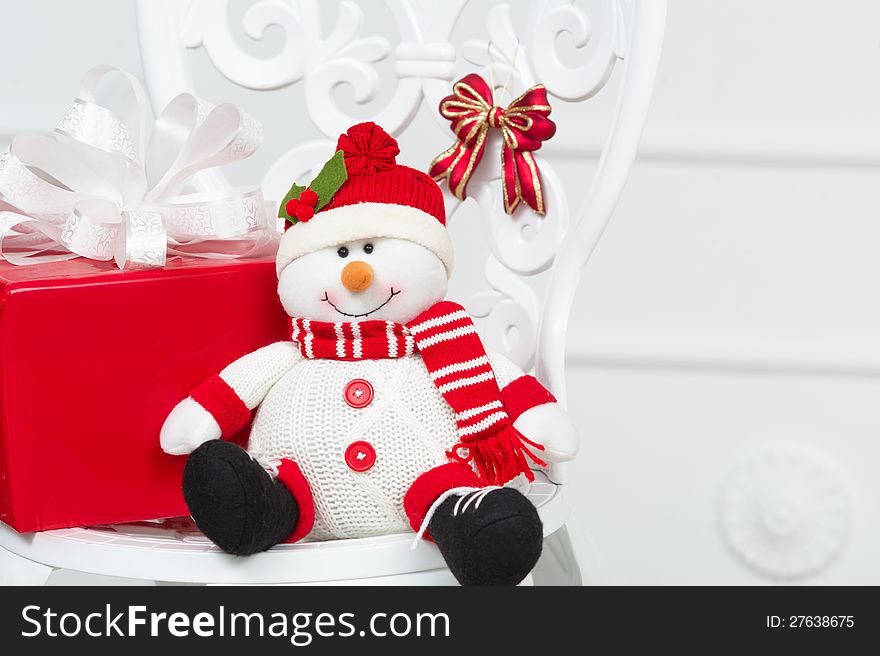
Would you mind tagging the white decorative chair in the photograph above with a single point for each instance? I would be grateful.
(530, 327)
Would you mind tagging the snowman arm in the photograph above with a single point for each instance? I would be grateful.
(221, 406)
(534, 411)
(235, 392)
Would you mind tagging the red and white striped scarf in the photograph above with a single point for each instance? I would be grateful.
(447, 340)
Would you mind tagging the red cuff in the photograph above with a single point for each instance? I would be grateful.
(524, 393)
(430, 485)
(217, 397)
(290, 474)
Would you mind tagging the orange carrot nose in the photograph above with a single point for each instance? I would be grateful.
(357, 276)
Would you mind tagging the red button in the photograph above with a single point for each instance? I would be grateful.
(360, 456)
(358, 393)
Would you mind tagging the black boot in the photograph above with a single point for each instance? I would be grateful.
(234, 501)
(494, 537)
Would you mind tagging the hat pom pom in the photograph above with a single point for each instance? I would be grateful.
(368, 149)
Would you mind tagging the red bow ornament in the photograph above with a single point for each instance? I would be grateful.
(524, 124)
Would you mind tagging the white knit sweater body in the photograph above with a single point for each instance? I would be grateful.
(303, 416)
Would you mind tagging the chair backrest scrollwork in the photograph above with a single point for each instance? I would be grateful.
(423, 43)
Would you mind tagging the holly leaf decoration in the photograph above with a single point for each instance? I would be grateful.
(294, 192)
(330, 179)
(332, 176)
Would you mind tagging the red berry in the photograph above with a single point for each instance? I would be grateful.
(309, 197)
(291, 207)
(304, 212)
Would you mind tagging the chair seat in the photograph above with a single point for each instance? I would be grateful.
(174, 551)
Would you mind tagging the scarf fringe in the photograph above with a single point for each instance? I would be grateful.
(501, 457)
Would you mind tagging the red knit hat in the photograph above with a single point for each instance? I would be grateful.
(379, 198)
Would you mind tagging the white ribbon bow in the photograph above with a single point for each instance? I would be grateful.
(97, 188)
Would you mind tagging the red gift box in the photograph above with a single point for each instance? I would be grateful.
(92, 360)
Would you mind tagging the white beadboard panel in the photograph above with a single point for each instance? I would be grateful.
(737, 251)
(658, 445)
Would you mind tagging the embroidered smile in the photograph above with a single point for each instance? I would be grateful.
(355, 316)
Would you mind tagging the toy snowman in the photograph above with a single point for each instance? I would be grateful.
(383, 412)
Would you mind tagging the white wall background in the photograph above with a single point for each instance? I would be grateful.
(732, 303)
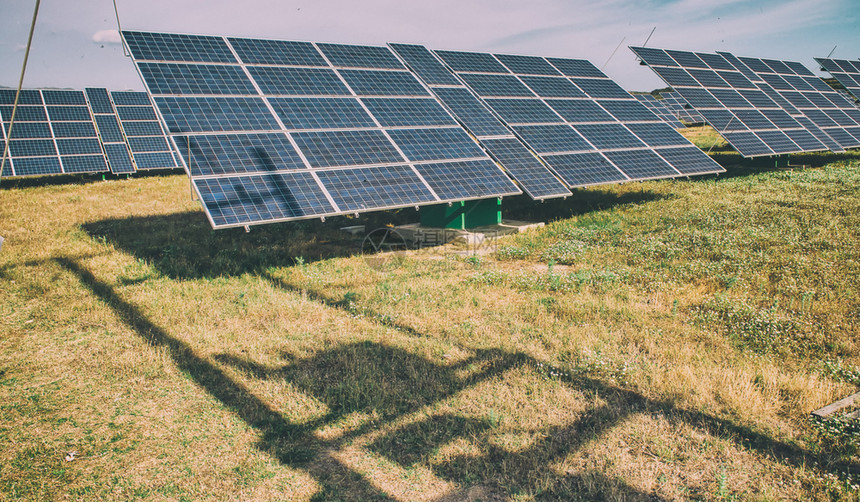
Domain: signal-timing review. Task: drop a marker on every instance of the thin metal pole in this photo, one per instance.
(20, 85)
(649, 37)
(613, 52)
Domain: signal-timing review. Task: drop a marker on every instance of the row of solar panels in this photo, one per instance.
(274, 130)
(91, 131)
(760, 106)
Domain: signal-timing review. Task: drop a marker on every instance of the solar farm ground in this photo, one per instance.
(663, 340)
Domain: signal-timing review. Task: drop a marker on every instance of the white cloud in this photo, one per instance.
(107, 37)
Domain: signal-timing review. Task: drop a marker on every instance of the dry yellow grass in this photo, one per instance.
(662, 340)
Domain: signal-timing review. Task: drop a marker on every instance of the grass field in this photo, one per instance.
(655, 341)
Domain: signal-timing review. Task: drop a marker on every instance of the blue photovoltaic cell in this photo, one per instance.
(84, 163)
(576, 110)
(118, 158)
(142, 128)
(147, 113)
(747, 143)
(687, 59)
(69, 113)
(216, 154)
(383, 83)
(470, 112)
(375, 187)
(730, 98)
(178, 78)
(27, 97)
(148, 144)
(424, 64)
(174, 47)
(24, 113)
(346, 148)
(715, 61)
(516, 111)
(495, 85)
(435, 144)
(159, 160)
(723, 120)
(467, 180)
(121, 98)
(601, 88)
(28, 130)
(64, 98)
(109, 128)
(675, 76)
(32, 148)
(690, 160)
(298, 81)
(652, 56)
(99, 100)
(321, 113)
(699, 98)
(520, 163)
(80, 146)
(35, 166)
(608, 136)
(250, 199)
(576, 67)
(214, 114)
(527, 65)
(641, 164)
(552, 87)
(360, 56)
(657, 134)
(397, 112)
(280, 52)
(471, 61)
(584, 169)
(628, 111)
(552, 138)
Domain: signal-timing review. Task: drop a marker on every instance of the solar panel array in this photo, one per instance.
(53, 133)
(524, 166)
(680, 108)
(89, 131)
(110, 133)
(580, 123)
(659, 109)
(146, 139)
(808, 98)
(274, 130)
(761, 107)
(845, 72)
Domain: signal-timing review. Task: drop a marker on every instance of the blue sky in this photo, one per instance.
(75, 44)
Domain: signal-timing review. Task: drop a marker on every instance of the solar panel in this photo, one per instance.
(146, 139)
(567, 111)
(53, 133)
(845, 72)
(659, 108)
(746, 107)
(288, 130)
(520, 163)
(808, 96)
(107, 124)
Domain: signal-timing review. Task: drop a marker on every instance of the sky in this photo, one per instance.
(76, 44)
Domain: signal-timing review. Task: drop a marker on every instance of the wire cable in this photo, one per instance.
(18, 93)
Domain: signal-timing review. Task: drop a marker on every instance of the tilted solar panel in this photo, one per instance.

————

Return every row above word for word, but leave out the pictures.

Solved problem:
Would you mind tagging the white decorative chair in the photograph above with a single point for each instance? I would be grateful.
(530, 327)
Would you mind tagging the snowman arm in the photograph above with a single point for each instance? I would be grateful.
(221, 406)
(534, 411)
(235, 392)
Would you mind tagging the red and white striped scarf in the photograph above with a single point for each instance? I would be grateful.
(447, 340)
Would you mind tagging the red cuff in the photograph above with a single point for each instance? I would be grateful.
(524, 393)
(430, 485)
(217, 397)
(290, 474)
Would you mind tagging the orange carrot nose in the photograph above with a single point for each instance? I would be grateful.
(357, 276)
Would you mind tagging the red button in the photograph above with a single point for each instance? I would be grateful.
(360, 456)
(358, 393)
Would you mind tagging the black boot in the photograph above with a single point for each instance? I would be grateful.
(234, 501)
(494, 537)
Would you mind tagging the hat pom pom in the photograph above with a single point for each instance? I would be grateful.
(368, 149)
Would you mind tagging the red bow ornament in the photograph above with a single point for each instance? I would be grateful.
(524, 124)
Would you mind tagging the white knit sweater body in the photograph above with a single point for each instance? I would be grateful.
(303, 416)
Would you mind tagging the chair backrest scrollwork in the photograph above with a single point for each instance? I would be grateful.
(423, 43)
Would you mind tagging the holly leaf decoration in the photograph above with a single point for each instance? I would be grateful.
(294, 192)
(330, 179)
(332, 176)
Would you mind tagging the red berry in the photograph above with a single point for each instance? I would be grateful.
(309, 197)
(291, 207)
(304, 212)
Would you mind tagging the chair seat in the photograph above with a single point for each instance? I would be grateful.
(174, 551)
Would you mind tagging the scarf fringe in the photograph above with a single point for each instance? I would be grateful.
(501, 457)
Would you mind tagging the red knit hat in the photograph above with a single point for each instance? I would be grateful.
(379, 198)
Would you mind tagging the white ribbon bow in the photograph above with a single point for each instance? I would be grateful.
(97, 188)
Would you mind tagging the red gift box in the photograph above with a single point for each instance? I would be grateful.
(92, 360)
Would you mind tagging the white beadboard panel in the photograph above with a single point for each instance? I would be grateful.
(737, 251)
(658, 445)
Would you mind tagging the embroidered smile in the photograph above with a single point for each instance? I would be grateful.
(355, 316)
Would you mind tagging the toy snowman in the photograph above with a single point for each instance? I would be grateful.
(383, 412)
Would you mind tagging the white wall background in the photograph above with a single point for each instance? I would be grateful.
(732, 303)
Domain: signal-timing review. Task: drop a marker on every instance of the thin metal pole in this photo, one per instance.
(20, 85)
(649, 37)
(613, 52)
Domain: signal-timing review. Task: drop a marker on every instance of the row of solar panels in this photo, one per instance.
(274, 130)
(91, 131)
(760, 106)
Domain: signal-timing review. Task: drop a marker on every instance of the solar farm ground in this photo, one per instance.
(663, 340)
Domain: signal-timing review. Task: drop a marker on every instance of the white cloud in this photo, one per instance.
(107, 37)
Domain: signal-timing review. Task: drop a marker on every instance of the dry yellow grass in this photo, one per instance.
(662, 340)
Domain: signal-timing review. Task: drop a marker on every instance of the grass field in this photo, one per instance.
(655, 341)
Domain: signal-timing review. Task: drop a marker on every instance of the blue photovoltaic cell in this photo, one per instance.
(84, 163)
(576, 110)
(118, 158)
(142, 128)
(147, 113)
(747, 143)
(687, 59)
(69, 113)
(216, 154)
(383, 83)
(470, 112)
(375, 187)
(730, 98)
(178, 78)
(27, 97)
(148, 144)
(424, 64)
(174, 47)
(24, 113)
(346, 148)
(715, 61)
(516, 111)
(495, 85)
(435, 144)
(159, 160)
(723, 120)
(467, 180)
(121, 98)
(601, 88)
(28, 130)
(64, 98)
(109, 128)
(675, 76)
(32, 148)
(690, 160)
(298, 81)
(652, 56)
(99, 100)
(321, 113)
(699, 98)
(520, 163)
(80, 146)
(35, 166)
(608, 136)
(250, 199)
(576, 67)
(214, 114)
(527, 65)
(641, 164)
(552, 87)
(360, 56)
(657, 134)
(397, 112)
(280, 52)
(471, 61)
(584, 169)
(628, 111)
(552, 138)
Domain: signal-timing review. Task: drop a marker on every instance of the solar panel array in this photo, one per instance.
(53, 133)
(524, 166)
(680, 108)
(89, 131)
(110, 133)
(580, 123)
(659, 109)
(146, 139)
(808, 98)
(274, 130)
(761, 107)
(845, 72)
Domain: signal-timing review. Task: drop a marker on every instance of the blue sky in this photo, one per instance.
(75, 44)
Domain: signal-timing review. Task: drop a marker on every instance of the solar panel in this photo, one per instance.
(146, 139)
(567, 111)
(53, 133)
(845, 72)
(659, 108)
(746, 107)
(288, 130)
(520, 163)
(808, 96)
(107, 124)
Domain: signal-timing review. Task: drop a marker on every instance of the sky in this photo, one per instance.
(76, 44)
Domain: signal-timing review. Task: drop a marker on every instance of the wire cable in this photo, one per instance.
(18, 93)
Domain: signal-timing review. Task: drop a marker on every instance of the tilted solar panel in this photo, one per instance.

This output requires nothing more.